What is required: Every line of the data that includes "part" should be copied out.

Point-per-instance localization data
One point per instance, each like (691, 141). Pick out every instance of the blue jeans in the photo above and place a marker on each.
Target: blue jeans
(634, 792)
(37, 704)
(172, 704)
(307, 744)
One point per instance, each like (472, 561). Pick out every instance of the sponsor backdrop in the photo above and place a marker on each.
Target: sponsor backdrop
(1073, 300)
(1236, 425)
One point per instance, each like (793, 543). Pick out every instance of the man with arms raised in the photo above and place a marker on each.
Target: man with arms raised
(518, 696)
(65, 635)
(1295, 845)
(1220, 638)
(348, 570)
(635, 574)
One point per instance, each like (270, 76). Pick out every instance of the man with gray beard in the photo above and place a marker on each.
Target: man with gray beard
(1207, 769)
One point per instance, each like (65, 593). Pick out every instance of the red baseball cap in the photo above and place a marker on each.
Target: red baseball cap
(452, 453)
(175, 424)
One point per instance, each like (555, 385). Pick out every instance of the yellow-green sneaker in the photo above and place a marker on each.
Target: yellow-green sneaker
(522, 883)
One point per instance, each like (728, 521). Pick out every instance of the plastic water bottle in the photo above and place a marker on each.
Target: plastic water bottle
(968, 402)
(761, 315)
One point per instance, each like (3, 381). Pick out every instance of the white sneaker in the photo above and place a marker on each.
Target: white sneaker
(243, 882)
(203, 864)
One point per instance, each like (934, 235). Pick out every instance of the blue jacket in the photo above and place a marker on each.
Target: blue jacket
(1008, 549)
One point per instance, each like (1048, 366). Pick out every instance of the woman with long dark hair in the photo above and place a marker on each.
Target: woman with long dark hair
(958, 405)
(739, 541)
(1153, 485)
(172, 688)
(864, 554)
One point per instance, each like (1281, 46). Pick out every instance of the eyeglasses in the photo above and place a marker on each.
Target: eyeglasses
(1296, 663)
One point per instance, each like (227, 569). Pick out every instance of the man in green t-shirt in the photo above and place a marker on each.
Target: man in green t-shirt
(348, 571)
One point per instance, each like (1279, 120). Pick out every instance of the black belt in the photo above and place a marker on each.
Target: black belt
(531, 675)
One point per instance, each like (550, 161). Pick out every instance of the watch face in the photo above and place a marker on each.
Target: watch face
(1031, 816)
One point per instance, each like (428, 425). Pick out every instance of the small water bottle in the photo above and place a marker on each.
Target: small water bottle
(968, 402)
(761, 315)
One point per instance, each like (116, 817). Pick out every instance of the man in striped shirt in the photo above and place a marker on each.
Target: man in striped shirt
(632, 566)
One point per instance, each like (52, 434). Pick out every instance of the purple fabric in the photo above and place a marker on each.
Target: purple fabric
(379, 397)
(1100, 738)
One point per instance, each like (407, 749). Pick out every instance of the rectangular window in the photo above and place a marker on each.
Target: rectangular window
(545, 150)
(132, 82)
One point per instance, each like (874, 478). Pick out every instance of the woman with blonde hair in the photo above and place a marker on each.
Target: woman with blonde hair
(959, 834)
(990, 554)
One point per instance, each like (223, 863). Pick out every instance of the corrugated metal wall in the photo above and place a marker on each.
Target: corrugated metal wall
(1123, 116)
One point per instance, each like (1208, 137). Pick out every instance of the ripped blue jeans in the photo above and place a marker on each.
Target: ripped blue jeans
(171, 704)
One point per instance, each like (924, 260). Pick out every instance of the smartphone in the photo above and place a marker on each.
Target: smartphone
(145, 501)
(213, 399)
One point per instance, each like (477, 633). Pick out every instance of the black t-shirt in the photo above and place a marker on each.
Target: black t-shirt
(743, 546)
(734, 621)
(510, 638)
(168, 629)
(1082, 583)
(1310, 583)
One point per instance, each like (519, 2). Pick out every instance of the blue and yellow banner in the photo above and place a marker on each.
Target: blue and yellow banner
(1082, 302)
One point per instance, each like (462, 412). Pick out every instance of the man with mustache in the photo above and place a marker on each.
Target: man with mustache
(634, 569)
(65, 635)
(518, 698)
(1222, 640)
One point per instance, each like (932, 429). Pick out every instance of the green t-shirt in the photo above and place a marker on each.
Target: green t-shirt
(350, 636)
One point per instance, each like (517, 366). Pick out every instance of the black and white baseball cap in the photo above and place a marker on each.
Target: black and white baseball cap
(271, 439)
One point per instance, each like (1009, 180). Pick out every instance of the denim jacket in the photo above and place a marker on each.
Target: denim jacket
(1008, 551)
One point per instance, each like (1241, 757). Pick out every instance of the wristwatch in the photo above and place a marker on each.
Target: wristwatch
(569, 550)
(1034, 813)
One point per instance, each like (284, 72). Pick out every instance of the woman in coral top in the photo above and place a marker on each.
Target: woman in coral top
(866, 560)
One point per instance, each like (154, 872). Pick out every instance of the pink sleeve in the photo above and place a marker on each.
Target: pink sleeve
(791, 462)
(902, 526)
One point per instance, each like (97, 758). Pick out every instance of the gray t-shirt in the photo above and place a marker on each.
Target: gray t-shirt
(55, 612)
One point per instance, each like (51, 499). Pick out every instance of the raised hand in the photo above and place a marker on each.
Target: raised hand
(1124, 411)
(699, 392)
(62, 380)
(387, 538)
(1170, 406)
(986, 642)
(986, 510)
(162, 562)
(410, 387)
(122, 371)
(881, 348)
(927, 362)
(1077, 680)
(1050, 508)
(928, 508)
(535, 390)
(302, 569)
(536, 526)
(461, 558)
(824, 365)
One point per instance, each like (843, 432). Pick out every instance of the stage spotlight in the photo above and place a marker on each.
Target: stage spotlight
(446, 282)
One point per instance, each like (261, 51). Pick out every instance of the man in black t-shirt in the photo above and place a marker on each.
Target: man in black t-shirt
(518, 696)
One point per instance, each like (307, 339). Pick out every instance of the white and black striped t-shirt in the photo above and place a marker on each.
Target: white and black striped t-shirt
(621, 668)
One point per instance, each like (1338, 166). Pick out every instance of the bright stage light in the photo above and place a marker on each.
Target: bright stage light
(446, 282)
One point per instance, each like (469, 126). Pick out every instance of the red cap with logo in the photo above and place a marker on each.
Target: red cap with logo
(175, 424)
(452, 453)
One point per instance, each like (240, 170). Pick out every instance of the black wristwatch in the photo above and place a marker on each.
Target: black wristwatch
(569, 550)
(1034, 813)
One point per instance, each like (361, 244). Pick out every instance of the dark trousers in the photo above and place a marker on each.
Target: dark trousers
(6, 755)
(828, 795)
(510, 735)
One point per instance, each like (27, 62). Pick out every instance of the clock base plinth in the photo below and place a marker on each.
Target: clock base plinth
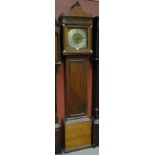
(77, 134)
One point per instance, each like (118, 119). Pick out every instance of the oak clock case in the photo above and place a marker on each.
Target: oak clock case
(77, 48)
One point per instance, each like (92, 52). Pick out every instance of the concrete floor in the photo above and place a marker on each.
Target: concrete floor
(90, 151)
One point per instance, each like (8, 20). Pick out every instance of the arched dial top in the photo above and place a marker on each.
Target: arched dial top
(77, 38)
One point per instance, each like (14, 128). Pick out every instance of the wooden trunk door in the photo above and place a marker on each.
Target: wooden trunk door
(76, 87)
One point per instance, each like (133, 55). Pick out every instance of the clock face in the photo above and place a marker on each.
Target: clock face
(77, 38)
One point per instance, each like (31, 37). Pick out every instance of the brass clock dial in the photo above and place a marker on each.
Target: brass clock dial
(77, 38)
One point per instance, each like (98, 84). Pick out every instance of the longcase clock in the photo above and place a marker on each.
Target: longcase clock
(77, 50)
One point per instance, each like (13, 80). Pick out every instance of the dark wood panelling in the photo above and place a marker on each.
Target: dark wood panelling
(58, 139)
(76, 87)
(96, 38)
(95, 135)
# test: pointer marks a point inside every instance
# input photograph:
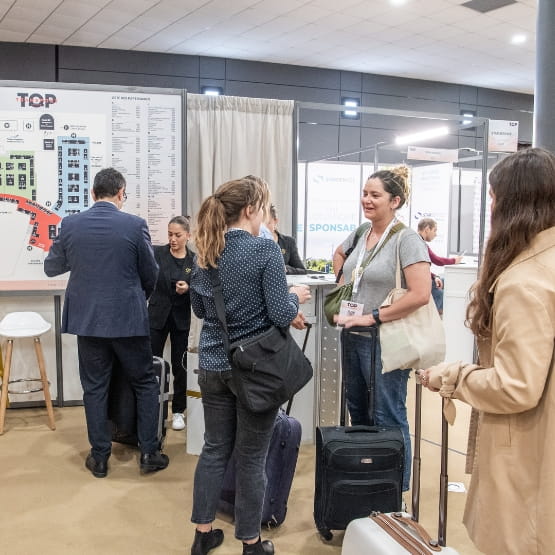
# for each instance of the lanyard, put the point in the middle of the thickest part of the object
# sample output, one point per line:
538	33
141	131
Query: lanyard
360	265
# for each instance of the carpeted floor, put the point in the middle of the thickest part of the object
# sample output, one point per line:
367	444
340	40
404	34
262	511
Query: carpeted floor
52	505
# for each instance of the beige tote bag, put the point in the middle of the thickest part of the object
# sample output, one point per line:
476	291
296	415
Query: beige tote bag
415	341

Task output:
# for each instance of the lanyard, put the point in the middle of the thickest part of the object
# for each instance of the carpeted floor, put the point in the middle of the thickest part of the object
# for each instance of the beige tote bag, put the point in the middle of the thickest part of the object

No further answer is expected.